▶ EXTRACTED TEXT

Here is what you need to know on this Monday, January 22, 51 days before NFL free agency starts.

Timeline  

Days until:

—NFL franchise tag deadline (3/6) 43
—NFL Draft (4/26) 94
—2018 NFL season starts (9/9) 230

Quarterbacks win championships and other lessons the Redskins can learn

Quarterback matters: We had the setup of the three castaway and ridiculed quarterbacks leading their teams into the NFL’s final four. But, the two who survived were one of the greatest of all time and one who found his groove and had 10.7 yards per attempt and a 141.4 passer rating. Yes, Tom Brady and Nick Foles had a lot of help and we’ll get into that in a minute. But, without excellent play from their quarterbacks, it may have been a different story for the Eagles and Patriots. This doesn’t mean that the Redskins need to send truckloads of money to Kirk Cousins’ house, but if they don’t, they do need a quality alternative. You won’t win with Bortles-level play.

Defense matters: The Vikings rolled right down the field on their first possession and it looked like the Eagles defense was going to have a long night. But then Chris Long got pressure on Case Keenum leading a pick six that apparently energized the Philly defense. Rookie Derek Barnett knocked the ball out of Keenum’s hand when the Vikings were threatening to make a game of it. Minnesota came up empty in its last eight possessions. As the Eagles offense started to build a lead, their defense played faster and more aggressively. At this point, the Redskins don’t have the personnel or the mindset to play that way on defense.

▶ Collected data entries

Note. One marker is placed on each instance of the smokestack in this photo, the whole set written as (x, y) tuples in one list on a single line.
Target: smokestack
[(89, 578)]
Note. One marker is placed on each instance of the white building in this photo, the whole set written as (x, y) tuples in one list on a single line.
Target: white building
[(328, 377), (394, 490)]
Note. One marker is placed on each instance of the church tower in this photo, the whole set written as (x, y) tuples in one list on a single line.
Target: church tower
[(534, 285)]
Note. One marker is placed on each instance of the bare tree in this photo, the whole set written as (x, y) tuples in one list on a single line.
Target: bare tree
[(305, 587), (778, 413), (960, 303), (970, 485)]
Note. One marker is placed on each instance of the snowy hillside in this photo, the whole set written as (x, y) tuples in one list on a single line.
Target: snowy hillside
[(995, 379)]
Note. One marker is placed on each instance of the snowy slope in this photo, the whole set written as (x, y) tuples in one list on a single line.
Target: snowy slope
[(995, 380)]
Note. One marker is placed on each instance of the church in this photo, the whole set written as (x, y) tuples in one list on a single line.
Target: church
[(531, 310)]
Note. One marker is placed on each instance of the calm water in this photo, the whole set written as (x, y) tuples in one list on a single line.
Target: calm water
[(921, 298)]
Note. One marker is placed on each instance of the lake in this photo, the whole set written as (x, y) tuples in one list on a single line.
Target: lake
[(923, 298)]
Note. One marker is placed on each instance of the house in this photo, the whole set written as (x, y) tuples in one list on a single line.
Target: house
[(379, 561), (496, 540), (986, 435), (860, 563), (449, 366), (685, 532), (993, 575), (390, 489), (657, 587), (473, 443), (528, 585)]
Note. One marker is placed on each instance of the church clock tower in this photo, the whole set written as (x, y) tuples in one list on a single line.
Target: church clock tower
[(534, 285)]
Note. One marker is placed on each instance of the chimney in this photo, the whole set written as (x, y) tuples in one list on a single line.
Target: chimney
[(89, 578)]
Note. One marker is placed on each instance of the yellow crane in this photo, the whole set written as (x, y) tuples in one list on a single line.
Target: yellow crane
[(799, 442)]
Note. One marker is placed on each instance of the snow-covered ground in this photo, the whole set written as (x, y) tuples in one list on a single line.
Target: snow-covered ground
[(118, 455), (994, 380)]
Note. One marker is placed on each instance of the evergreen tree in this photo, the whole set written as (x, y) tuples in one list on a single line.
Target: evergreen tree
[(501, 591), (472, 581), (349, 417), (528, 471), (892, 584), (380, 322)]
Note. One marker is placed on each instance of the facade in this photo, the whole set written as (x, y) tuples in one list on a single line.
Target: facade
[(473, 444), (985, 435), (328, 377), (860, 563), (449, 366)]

▶ TASK BRIEF
Transcribe the NFL article above in full, word for word.

▶ RESULT BELOW
Here is what you need to know on this Monday, January 22, 51 days before NFL free agency starts.

Timeline  

Days until:

—NFL franchise tag deadline (3/6) 43
—NFL Draft (4/26) 94
—2018 NFL season starts (9/9) 230

Quarterbacks win championships and other lessons the Redskins can learn

Quarterback matters: We had the setup of the three castaway and ridiculed quarterbacks leading their teams into the NFL’s final four. But, the two who survived were one of the greatest of all time and one who found his groove and had 10.7 yards per attempt and a 141.4 passer rating. Yes, Tom Brady and Nick Foles had a lot of help and we’ll get into that in a minute. But, without excellent play from their quarterbacks, it may have been a different story for the Eagles and Patriots. This doesn’t mean that the Redskins need to send truckloads of money to Kirk Cousins’ house, but if they don’t, they do need a quality alternative. You won’t win with Bortles-level play.

Defense matters: The Vikings rolled right down the field on their first possession and it looked like the Eagles defense was going to have a long night. But then Chris Long got pressure on Case Keenum leading a pick six that apparently energized the Philly defense. Rookie Derek Barnett knocked the ball out of Keenum’s hand when the Vikings were threatening to make a game of it. Minnesota came up empty in its last eight possessions. As the Eagles offense started to build a lead, their defense played faster and more aggressively. At this point, the Redskins don’t have the personnel or the mindset to play that way on defense.